Work instructions: How many of the lines below contain the word "gold"? Reply with the number alone.
§
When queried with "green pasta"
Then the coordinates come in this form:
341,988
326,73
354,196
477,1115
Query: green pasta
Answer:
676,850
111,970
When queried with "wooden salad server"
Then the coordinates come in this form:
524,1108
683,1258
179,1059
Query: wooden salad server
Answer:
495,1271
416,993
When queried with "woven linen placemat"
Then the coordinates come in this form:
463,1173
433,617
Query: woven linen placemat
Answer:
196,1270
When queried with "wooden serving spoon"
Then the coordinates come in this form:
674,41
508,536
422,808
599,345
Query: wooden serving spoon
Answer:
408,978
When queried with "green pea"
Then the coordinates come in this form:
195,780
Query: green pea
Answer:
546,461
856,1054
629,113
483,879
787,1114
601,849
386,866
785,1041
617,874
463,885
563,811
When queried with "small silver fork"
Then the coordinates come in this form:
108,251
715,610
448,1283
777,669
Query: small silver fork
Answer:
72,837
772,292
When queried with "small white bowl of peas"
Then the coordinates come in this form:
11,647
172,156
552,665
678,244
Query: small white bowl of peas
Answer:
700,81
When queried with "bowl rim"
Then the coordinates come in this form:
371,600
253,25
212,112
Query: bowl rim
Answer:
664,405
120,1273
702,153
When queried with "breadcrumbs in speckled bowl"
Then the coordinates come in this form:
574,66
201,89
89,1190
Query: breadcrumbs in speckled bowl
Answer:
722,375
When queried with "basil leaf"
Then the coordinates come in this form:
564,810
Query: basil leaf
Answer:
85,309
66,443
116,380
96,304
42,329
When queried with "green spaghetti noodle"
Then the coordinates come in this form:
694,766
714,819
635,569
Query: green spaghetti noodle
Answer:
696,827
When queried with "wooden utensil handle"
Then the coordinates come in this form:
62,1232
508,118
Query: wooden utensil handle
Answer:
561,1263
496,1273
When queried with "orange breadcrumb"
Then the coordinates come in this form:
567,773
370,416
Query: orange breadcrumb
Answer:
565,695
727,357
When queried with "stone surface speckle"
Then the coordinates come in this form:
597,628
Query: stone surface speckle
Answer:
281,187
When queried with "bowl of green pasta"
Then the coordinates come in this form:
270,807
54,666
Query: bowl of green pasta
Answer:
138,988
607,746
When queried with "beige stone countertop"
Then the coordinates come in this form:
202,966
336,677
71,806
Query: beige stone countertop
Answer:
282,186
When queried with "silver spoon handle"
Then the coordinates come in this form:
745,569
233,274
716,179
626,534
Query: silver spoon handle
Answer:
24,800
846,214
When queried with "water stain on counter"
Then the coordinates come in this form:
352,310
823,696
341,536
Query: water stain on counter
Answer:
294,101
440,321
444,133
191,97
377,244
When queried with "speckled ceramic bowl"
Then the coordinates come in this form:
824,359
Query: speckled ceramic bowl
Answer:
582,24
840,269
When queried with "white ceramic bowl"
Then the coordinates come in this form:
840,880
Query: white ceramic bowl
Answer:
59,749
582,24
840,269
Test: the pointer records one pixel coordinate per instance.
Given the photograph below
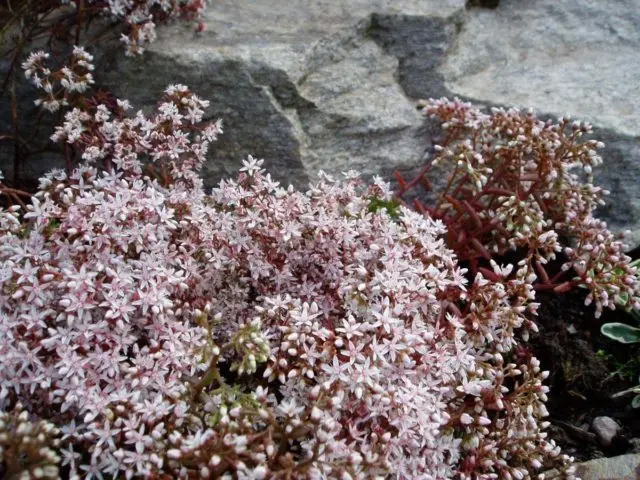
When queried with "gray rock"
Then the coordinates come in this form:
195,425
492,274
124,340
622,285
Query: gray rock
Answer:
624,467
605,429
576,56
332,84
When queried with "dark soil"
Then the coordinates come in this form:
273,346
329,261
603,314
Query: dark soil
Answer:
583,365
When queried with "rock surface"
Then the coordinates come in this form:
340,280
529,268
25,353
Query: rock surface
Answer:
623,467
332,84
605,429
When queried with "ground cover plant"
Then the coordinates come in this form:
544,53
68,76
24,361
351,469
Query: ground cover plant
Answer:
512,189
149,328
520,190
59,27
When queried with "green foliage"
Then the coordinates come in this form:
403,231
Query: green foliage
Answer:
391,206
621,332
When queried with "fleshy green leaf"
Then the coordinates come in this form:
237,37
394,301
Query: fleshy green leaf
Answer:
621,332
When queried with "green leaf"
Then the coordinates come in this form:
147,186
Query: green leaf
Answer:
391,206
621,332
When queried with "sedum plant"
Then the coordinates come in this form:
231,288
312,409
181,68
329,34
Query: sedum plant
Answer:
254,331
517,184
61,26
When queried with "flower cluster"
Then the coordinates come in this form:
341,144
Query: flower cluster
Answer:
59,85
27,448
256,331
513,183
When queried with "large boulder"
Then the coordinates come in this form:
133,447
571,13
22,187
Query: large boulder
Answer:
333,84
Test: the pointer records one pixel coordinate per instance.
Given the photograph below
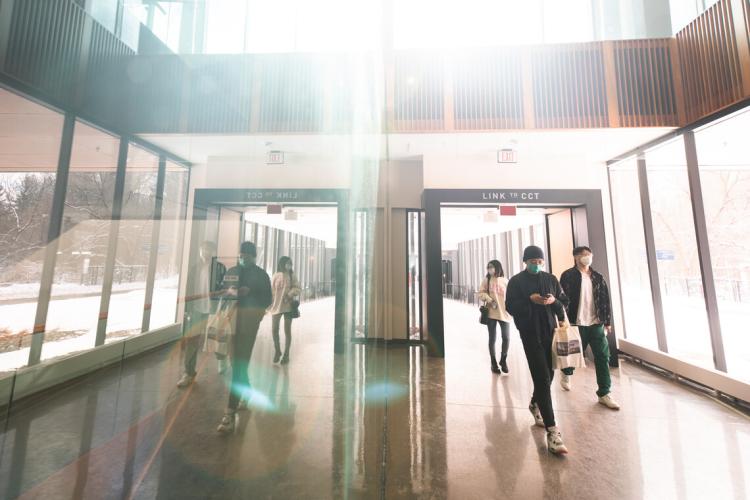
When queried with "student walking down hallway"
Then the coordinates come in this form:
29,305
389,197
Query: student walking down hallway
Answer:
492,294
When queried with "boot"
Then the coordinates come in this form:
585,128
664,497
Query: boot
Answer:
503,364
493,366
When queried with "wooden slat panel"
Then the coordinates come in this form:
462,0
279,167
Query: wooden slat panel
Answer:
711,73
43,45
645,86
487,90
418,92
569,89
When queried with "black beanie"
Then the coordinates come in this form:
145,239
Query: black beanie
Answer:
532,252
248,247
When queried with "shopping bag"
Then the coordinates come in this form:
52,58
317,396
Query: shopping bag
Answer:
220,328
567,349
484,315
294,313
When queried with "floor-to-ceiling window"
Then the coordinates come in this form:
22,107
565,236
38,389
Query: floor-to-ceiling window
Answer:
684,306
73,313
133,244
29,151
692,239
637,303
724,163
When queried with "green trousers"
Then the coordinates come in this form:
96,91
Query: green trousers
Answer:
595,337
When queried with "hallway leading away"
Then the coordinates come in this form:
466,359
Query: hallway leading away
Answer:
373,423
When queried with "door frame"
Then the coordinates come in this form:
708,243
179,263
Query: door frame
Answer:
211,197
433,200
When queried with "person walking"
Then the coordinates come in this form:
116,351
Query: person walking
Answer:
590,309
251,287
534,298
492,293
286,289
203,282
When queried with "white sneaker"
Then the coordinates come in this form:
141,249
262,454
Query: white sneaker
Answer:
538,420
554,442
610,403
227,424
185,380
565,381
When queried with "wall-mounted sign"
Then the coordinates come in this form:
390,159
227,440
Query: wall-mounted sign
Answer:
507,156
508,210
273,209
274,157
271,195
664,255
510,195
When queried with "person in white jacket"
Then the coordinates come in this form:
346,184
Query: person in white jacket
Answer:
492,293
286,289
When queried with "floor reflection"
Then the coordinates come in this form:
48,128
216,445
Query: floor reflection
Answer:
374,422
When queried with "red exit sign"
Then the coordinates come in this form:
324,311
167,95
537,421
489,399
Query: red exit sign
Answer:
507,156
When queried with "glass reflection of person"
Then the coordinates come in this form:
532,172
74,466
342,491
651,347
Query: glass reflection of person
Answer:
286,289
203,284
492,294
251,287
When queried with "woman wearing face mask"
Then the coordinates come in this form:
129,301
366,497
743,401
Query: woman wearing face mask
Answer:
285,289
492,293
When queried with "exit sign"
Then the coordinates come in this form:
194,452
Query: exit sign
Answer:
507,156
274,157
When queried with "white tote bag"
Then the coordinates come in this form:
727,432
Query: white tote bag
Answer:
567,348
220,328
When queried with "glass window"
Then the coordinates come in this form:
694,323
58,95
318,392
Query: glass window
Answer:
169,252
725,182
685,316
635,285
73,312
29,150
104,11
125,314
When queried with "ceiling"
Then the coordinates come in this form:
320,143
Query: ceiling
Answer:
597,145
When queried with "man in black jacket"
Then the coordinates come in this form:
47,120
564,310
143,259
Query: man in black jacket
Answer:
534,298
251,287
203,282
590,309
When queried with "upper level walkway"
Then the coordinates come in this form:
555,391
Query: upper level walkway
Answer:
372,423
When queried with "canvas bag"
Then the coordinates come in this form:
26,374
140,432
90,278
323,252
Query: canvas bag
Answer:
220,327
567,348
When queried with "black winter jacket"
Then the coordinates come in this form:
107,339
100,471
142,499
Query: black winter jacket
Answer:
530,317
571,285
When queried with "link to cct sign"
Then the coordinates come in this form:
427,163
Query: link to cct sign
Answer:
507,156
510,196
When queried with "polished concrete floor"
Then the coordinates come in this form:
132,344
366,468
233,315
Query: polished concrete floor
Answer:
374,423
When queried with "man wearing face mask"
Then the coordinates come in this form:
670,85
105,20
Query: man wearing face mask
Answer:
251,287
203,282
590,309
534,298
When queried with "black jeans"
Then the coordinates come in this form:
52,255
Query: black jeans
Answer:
§
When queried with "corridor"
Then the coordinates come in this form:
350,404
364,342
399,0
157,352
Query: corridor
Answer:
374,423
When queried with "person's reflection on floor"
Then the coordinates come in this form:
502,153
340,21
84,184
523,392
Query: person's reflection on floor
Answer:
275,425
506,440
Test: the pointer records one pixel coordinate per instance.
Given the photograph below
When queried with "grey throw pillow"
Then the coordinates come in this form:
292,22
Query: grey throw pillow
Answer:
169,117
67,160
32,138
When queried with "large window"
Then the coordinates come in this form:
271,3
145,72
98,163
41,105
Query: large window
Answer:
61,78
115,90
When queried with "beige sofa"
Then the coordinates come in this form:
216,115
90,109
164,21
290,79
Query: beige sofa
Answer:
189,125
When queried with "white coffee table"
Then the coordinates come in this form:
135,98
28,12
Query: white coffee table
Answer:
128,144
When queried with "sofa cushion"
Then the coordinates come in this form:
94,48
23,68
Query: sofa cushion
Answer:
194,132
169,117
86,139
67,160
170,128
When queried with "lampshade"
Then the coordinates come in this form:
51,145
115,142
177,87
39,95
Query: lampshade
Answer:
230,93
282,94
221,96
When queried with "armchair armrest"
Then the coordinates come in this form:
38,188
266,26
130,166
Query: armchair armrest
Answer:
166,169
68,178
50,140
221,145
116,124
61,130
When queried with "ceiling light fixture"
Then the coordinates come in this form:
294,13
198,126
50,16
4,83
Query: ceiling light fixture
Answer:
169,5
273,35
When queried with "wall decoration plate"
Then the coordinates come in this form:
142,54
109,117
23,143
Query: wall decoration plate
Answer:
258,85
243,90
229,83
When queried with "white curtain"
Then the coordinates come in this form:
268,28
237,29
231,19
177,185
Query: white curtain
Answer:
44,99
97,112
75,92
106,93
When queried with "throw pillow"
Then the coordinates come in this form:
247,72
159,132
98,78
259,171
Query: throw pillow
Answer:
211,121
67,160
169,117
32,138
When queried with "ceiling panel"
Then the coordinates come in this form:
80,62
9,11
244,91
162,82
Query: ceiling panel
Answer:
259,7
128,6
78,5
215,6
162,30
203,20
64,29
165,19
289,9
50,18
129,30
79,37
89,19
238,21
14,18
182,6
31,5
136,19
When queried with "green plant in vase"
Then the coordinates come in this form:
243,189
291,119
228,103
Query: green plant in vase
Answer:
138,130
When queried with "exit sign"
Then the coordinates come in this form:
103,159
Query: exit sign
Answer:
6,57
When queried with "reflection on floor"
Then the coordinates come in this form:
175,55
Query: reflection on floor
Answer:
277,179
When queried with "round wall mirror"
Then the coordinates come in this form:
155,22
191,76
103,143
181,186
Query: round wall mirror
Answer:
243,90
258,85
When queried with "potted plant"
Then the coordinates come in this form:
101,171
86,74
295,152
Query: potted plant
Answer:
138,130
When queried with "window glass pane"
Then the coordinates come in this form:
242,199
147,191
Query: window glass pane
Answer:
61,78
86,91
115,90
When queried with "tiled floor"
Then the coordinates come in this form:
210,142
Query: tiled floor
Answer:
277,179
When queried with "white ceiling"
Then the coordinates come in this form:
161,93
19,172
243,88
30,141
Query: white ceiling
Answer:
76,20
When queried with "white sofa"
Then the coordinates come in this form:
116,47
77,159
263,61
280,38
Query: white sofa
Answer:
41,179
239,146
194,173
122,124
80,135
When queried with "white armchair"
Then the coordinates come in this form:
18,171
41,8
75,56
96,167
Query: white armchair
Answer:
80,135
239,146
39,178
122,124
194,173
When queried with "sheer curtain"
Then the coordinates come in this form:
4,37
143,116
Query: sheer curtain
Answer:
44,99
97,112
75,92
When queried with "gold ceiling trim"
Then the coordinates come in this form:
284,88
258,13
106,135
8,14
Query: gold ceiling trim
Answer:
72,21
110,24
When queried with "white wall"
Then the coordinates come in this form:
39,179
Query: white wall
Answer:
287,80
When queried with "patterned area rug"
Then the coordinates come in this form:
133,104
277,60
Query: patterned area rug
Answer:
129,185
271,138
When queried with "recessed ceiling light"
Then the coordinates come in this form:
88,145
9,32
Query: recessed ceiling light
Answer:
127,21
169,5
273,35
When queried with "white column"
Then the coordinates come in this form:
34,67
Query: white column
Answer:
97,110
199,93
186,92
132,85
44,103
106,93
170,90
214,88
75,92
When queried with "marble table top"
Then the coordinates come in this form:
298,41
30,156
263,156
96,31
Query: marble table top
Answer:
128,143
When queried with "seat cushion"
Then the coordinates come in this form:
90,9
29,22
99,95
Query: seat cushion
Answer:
§
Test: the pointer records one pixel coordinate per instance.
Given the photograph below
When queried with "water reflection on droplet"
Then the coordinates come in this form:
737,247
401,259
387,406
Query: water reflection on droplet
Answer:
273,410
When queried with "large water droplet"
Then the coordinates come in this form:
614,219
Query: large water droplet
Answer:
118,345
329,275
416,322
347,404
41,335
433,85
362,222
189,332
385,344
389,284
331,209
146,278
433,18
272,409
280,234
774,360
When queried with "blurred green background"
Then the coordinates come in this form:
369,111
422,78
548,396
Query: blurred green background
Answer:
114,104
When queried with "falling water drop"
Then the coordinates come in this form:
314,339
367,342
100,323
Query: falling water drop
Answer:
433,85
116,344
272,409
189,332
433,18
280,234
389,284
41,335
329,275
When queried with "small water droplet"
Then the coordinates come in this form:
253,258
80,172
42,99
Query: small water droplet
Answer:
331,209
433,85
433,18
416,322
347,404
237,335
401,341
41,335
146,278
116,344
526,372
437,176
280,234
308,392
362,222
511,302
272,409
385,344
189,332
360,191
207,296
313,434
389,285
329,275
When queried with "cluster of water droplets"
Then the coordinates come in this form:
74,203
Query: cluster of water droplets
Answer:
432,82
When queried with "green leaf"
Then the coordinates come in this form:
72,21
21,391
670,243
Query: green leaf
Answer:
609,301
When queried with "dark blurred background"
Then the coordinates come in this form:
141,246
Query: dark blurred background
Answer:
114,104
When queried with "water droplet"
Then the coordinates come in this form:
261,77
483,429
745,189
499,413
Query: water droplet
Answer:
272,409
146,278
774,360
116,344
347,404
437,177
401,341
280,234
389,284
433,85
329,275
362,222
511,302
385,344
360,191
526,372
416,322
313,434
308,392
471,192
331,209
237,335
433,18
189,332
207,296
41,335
§
Solution to this task: 2